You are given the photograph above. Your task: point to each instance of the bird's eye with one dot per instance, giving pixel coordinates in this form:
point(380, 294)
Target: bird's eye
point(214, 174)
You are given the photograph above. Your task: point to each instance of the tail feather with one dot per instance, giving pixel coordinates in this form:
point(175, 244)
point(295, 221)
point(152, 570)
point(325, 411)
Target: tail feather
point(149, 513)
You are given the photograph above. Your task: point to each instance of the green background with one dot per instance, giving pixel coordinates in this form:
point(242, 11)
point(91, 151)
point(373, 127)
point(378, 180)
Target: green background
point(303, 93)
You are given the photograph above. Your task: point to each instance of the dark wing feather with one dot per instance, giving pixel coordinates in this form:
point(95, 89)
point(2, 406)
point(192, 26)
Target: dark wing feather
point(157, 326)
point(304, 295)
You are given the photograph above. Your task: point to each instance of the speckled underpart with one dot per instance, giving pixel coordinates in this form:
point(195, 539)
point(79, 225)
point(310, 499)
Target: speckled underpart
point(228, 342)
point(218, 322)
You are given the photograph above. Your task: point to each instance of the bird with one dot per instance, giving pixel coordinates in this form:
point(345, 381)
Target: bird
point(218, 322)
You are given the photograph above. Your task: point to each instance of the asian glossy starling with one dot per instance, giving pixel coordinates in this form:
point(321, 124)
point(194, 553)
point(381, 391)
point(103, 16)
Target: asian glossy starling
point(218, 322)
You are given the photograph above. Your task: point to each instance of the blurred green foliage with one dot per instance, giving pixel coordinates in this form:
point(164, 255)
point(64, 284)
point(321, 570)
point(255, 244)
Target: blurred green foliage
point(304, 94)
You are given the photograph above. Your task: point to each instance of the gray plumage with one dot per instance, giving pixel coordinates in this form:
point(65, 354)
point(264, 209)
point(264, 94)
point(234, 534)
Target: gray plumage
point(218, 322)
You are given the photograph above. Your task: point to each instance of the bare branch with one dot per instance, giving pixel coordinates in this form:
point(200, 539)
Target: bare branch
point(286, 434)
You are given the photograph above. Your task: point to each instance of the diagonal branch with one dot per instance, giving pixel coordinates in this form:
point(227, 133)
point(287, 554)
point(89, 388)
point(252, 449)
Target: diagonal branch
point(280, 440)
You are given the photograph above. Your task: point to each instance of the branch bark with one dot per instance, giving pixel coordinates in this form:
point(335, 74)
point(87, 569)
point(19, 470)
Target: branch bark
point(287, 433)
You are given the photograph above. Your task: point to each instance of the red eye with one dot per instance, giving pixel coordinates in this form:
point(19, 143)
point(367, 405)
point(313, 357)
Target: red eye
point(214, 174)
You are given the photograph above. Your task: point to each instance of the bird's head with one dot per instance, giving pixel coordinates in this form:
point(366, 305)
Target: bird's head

◆ Directions for this task ◆
All of the material above needs to be copied exactly.

◆ Solution to this exercise ◆
You are given the photograph above. Your task: point to each instance of the bird's eye with one dot per instance, giving pixel coordinates in this form:
point(380, 294)
Target: bird's eye
point(214, 174)
You are given the photograph above. Your task: point to each instance of the tail feather with one dot per instance, giving pixel coordinates in this form:
point(175, 244)
point(295, 221)
point(152, 570)
point(325, 411)
Target: tail feather
point(149, 513)
You are given the photograph above. Your task: point to each instance of the green background with one dot per instance, giving pixel coordinates in this form:
point(242, 11)
point(91, 151)
point(373, 127)
point(378, 180)
Target: green background
point(303, 93)
You are given the photograph above. Your task: point to each instance of the dark wing feather with one dot per instance, giving pixel coordinates in this form:
point(95, 89)
point(2, 406)
point(192, 26)
Target: dark wing feather
point(157, 326)
point(304, 295)
You are given the photograph above. Your task: point to each instance of the speckled underpart with one dot per instance, giving pixel coordinates in this form:
point(195, 539)
point(79, 225)
point(310, 499)
Target: speckled underpart
point(228, 342)
point(218, 322)
You are given the photograph above. Your task: point to each instance of the bird with one dot per instance, giving pixel coordinates in this form:
point(345, 381)
Target: bird
point(218, 322)
You are given the photograph above. Your task: point to each instance of the asian glossy starling with one dot per instance, giving pixel coordinates in this form:
point(321, 124)
point(194, 553)
point(381, 391)
point(103, 16)
Target: asian glossy starling
point(218, 322)
You are given the photograph above. Your task: point to each instance of the blurred green foliage with one dot per instance, giving pixel coordinates in this form:
point(164, 255)
point(64, 284)
point(321, 570)
point(255, 244)
Target: blurred green foliage
point(304, 94)
You are given the photograph above. Your task: point to each instance of the gray plumage with one dot per instance, giving pixel coordinates in this form:
point(65, 354)
point(264, 209)
point(264, 94)
point(234, 534)
Target: gray plumage
point(218, 322)
You are given the photograph above. Your task: point to each instance of the bare branch with one dot per instance, giving pixel coordinates in this form:
point(200, 539)
Target: bare branch
point(286, 434)
You are given the photograph above. Your task: point to each instance of the diagonal branch with one dot per instance, giving pixel coordinates in this form:
point(227, 133)
point(287, 554)
point(89, 388)
point(252, 449)
Target: diagonal branch
point(280, 440)
You are given the photograph above. Your task: point to each instance of the branch bark with one dot per instance, giving pixel coordinates in this form:
point(335, 74)
point(87, 569)
point(19, 470)
Target: branch bark
point(287, 433)
You are given the photograph above. Your task: point to each instance of the red eye with one dot per instance, giving pixel coordinates in this form:
point(19, 143)
point(367, 405)
point(313, 357)
Target: red eye
point(214, 174)
You are given the photograph above. Your task: point to each instance of the bird's head with one dot per instance, giving pixel coordinates in this form:
point(366, 305)
Target: bird's head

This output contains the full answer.